■ Exercises ■
A: According to the History and Theory abstracts, which account of causation do Climo and Howells prefer and support?
B: Continue the History and Theory abstracts from the point where they stop.

■ Passage given ■
####
Volume 15
Written By Elizabeth Boyle
ARTICLES
T. A. Climo and P. G. A. Howells, “Possible Worlds in Historical Explanation," History and Theory 15, no. 1 (1976), 1-20.
An examination of historical cases shows the failure of both a regularity analysis and a traditional counterfactual analysis of causation to handle the problems of distinguishing genuine causes from effects, epiphenomena, and pre-empted potential causes. For this reason, the suitability of either as a theory of causality is rejected. A counterfactual interpretation grounded in the logic of possible-world semantics is preferred and supported.
Ilse N. Bulhof, “Structure and Change in Wilhelm Dilthey's Philosophy of History," History and Theory 15, no. 1 (1976), 21-32.
Dilthey's philosophy of history showed that in the same way that the individual's life is a structural coherence of the consciousness of present and past experiences, a period of history is a structurally unified whole, and history in general is a system of interlocking cultural structures. Structures rather than particulars are given in consciousness and the objectification of these is culture. The analogy between the psychic structure of the person and the collective mind of a culture extends also to the concept of development. The structure is influenced by circumstances but also forms its own character with potential for making some changes probable while precluding others. Dilthey's middle course between closed systems of development and pure contingency anticipates modern structural analysis and provides a resolution of the problem of assessing historical significance of events by making it a function of the cultural system being studied.
####
■ Provided information ■

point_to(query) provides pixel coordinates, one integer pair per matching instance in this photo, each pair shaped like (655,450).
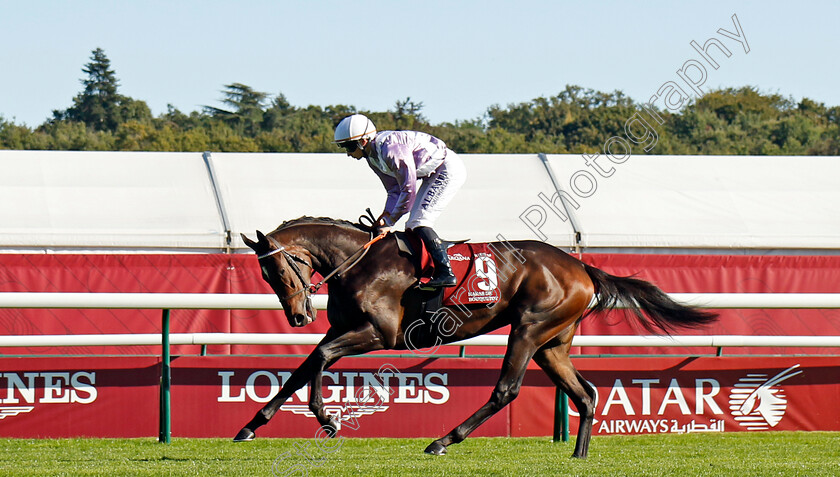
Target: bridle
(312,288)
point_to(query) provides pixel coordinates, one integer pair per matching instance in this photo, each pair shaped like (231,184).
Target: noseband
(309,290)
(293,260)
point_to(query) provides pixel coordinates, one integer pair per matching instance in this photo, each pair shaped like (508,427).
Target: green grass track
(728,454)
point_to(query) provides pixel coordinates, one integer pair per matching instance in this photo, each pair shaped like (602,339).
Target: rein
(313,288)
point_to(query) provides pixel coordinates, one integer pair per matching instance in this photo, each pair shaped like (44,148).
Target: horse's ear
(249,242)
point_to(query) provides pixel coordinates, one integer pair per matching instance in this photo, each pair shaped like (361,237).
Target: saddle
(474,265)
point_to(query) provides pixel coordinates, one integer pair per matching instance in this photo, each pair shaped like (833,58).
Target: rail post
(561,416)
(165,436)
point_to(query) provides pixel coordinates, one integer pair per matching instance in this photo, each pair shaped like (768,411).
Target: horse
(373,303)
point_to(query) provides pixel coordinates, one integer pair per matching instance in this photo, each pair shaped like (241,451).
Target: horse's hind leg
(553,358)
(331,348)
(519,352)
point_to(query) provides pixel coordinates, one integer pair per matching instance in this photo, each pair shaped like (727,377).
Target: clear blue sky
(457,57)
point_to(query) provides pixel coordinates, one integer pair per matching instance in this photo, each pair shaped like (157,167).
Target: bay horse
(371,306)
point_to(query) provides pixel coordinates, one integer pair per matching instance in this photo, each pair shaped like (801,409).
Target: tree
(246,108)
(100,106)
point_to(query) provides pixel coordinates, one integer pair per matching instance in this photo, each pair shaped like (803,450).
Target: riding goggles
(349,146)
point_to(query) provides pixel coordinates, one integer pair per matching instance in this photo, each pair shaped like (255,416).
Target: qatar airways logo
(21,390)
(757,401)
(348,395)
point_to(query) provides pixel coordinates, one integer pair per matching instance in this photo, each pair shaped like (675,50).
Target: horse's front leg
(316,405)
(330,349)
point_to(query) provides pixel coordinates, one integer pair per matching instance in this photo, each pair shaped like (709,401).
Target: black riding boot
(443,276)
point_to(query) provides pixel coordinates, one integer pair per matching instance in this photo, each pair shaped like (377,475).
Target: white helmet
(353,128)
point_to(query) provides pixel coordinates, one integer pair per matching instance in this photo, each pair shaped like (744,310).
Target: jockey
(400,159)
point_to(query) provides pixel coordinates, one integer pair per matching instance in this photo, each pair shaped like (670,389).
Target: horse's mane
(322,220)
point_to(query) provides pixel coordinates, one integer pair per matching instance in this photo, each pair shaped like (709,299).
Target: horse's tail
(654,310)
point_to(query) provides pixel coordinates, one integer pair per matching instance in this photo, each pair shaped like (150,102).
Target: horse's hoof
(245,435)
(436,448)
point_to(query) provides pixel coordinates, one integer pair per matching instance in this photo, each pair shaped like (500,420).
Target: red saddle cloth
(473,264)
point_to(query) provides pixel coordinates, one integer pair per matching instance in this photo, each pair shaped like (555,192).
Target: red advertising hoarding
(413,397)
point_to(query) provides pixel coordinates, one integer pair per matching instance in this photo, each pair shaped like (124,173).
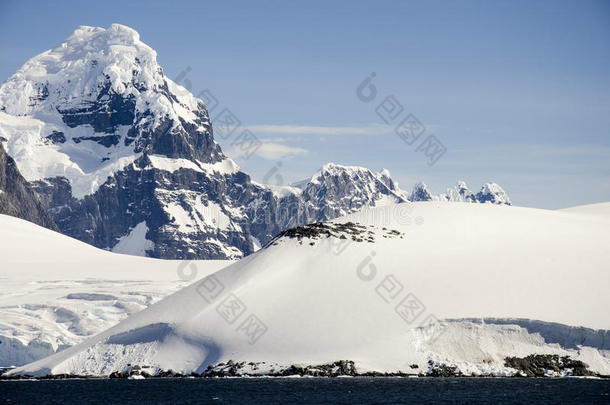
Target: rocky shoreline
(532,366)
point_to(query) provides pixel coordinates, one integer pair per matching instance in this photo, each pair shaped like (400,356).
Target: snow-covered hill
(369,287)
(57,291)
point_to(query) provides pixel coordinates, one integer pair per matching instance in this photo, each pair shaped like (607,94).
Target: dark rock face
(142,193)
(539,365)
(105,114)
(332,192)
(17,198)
####
■ Final results ■
A: A counterfactual interpretation grounded in the logic of possible-world semantics.

B:
W. Paul Vogt, “The Uses of Studying Primitives: A Note on the Durkheimians, 1890-1940," History and Theory 15, no. 1 (1976), 21-32.
This study of the Durkheimian school attempts to bridge the gap between so-called "external" and "internal" modes of analysis in the understanding of social-scientific thought. The Durkheimians' switch from the study of modern Europe to the study of primitives is considered from three angles. First, "internal," methodological and state-of-the-discipline factors are analyzed. Second, the relationship of this professional group to others in academe is described to add a further perspective on its needs and characteristics. Third, "external" factors such as contemporary ideology and political problem-solving goals of the group are examined to round out the character of the Durkheimians. The showing of the mutual interdependence and simultaneous significance of all these elements provides a greater measure of accuracy in the consideration of questions of this type.
Paul Hernadi, “Re-Presenting the Past: A Note on Narrative Historiography and Historical Drama," History and Theory 15, no. 1 (1976), 45-51.
Narrative historiography and historical drama can be revealingly compared with respect to authorial perspective. Classical, Elizabethan, and modern drama are contrasted with narrative history in a consideration of the representation of the past "from within and without at the same time." The historian is expected to present envisioned action indirectly, while the playwright directly re-presents action. The content of historiographical narrative and the dialogue form of drama claim to offer unmediated insight into the past, while the form of the former and the content of the latter acknowledge the reproduction of represented events in a human mind. The playwright's retrospective attitude toward the represented action is considered historically. The narrative historian's dual vision of events from within and without is explored by an analysis of his use of verbal signs compared to that of the scientist and novelist.
REVIEW ESSAYS
Patrick Gardiner on Hegel's Philosophy of History by Burleigh Taylor Wilkins and Hegel on Reason and History. A Contemporary Interpretation by George Dennis O'Brien, History and Theory 15, no. 1 (1976), 52-56.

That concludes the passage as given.